Extract provided
*** Block opens ***
Multi GPU with different VRAM size does not work

#9
by jweb - opened

Thanks a lot.

i have 128GB CPU memory, and 24GB + 12GB GPUs.
i build with the following arguments for multiple GPUs.
-DGGML_CUDA=ON -DGGML_BLAS=OFF -DGGML_SCHED_MAX_COPIES=1 -DGGML_CUDA_IQK_FORCE_BF16=1 -DLLAMA_CURL=ON

i am using IQ3_K_R4.
i have a problem.
Single GPU mode works fine.

CUDA_VISIBLE_DEVICES="0,"
LD_PRELOAD=/home/mycat7/amd-blis/lib/ILP64/libaocl-libmem.so ./llama-server
--model /home/mycat7/LLM/DeepSeek-R1-0528-GGUF/IQ3_K_R4/DeepSeek-R1-0528-IQ3_K_R4-00001-of-00007.gguf
--alias ubergarm/DeepSeek-R1-0528-IQ3_K_R4
--ctx-size 8192
-ctk q8_0
-mla 3 -fa
-amb 512
-fmoe
--n-gpu-layers 63
--override-tensor exps=CPU
--parallel 1
--threads 16
--host 127.0.0.1
--port 8080

However, Multi GPU mode does not wok.

// Multi GPU
LD_PRELOAD=/home/mycat7/amd-blis/lib/ILP64/libaocl-libmem.so ./llama-server
--model /home/mycat7/LLM/DeepSeek-R1-0528-GGUF/IQ3_K_R4/DeepSeek-R1-0528-IQ3_K_R4-00001-of-00007.gguf
--alias ubergarm/DeepSeek-R1-0528-IQ3_K_R4
--ctx-size 8192
-ctk q8_0
-mla 3 -fa
-amb 512
-fmoe
--n-gpu-layers 63
-ts 24,12
-ot "blk.(3|4).ffn_.=CUDA0"
*** Block closes ***
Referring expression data
*** Block opens ***
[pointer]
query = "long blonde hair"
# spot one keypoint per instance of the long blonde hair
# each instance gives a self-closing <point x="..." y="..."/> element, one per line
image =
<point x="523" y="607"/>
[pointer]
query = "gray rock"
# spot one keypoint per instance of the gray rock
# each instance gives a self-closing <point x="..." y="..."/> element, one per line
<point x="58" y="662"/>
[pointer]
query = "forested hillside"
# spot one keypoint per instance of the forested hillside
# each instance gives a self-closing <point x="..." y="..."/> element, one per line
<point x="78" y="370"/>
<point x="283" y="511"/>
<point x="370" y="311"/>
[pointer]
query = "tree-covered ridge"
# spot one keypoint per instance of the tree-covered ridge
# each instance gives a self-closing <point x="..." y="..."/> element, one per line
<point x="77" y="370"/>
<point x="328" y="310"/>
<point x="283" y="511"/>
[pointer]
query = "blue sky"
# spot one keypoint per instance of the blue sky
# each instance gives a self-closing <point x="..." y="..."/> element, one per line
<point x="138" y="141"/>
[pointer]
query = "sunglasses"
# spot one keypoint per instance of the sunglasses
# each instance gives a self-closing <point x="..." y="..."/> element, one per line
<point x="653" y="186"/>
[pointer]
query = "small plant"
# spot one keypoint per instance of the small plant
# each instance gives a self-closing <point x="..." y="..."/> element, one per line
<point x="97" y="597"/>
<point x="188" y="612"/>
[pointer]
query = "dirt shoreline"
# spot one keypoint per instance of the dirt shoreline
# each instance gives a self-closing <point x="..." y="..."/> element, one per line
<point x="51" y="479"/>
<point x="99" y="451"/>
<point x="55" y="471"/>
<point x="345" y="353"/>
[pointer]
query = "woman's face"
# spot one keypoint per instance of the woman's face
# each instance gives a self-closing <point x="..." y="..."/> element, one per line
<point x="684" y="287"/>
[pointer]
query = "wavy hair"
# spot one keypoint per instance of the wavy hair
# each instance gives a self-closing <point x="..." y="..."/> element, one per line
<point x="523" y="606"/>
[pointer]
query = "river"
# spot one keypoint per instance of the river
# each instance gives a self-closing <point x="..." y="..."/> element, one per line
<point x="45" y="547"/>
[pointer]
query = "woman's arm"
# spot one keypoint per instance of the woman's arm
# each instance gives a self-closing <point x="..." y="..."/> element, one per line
*** Block closes ***
What to work on
A – In the multi-GPU forum thread, what sizes are the poster's two GPUs?
B – Carry on the multi-GPU forum thread from its final line.
This material has no connection to the multi-GPU forum thread.

Responses for each task
A – 24GB and 12GB.

B –
-ot "blk.(5|6).ffn_.
=CUDA1"
--override-tensor exps=CPU
--parallel 1
--threads 16
--host 127.0.0.1
--port 8080

ggml_backend_cuda_buffer_type_alloc_buffer: allocating 15931.61 MiB on device 1: cudaMalloc failed: out of memory
llama_model_load: error loading model: unable to allocate backend buffer
llama_load_model_from_file: failed to load model

How can solve the problem ?
Help me.

Owner

Take out the -ts 24,12 as for some reason that seems to mess up tensor overrides. Then you manually place more layers on the bigger CUDA similar to how you're doing there.

Start off small and make sure it is all loading, then slowly increase layers on CUDA0 until it OOMs. Then back off by one. Repeat for CUDA1. Some experimentation like that should get you going once you remove -ts.

I probably have to update my documentation to reflect this as I only realized it recently. Let me know if that works!

Thank you ubergarm.
i remove -ts and edit -ot.
It works fine with multi GPU.
my cuda capacity is limited.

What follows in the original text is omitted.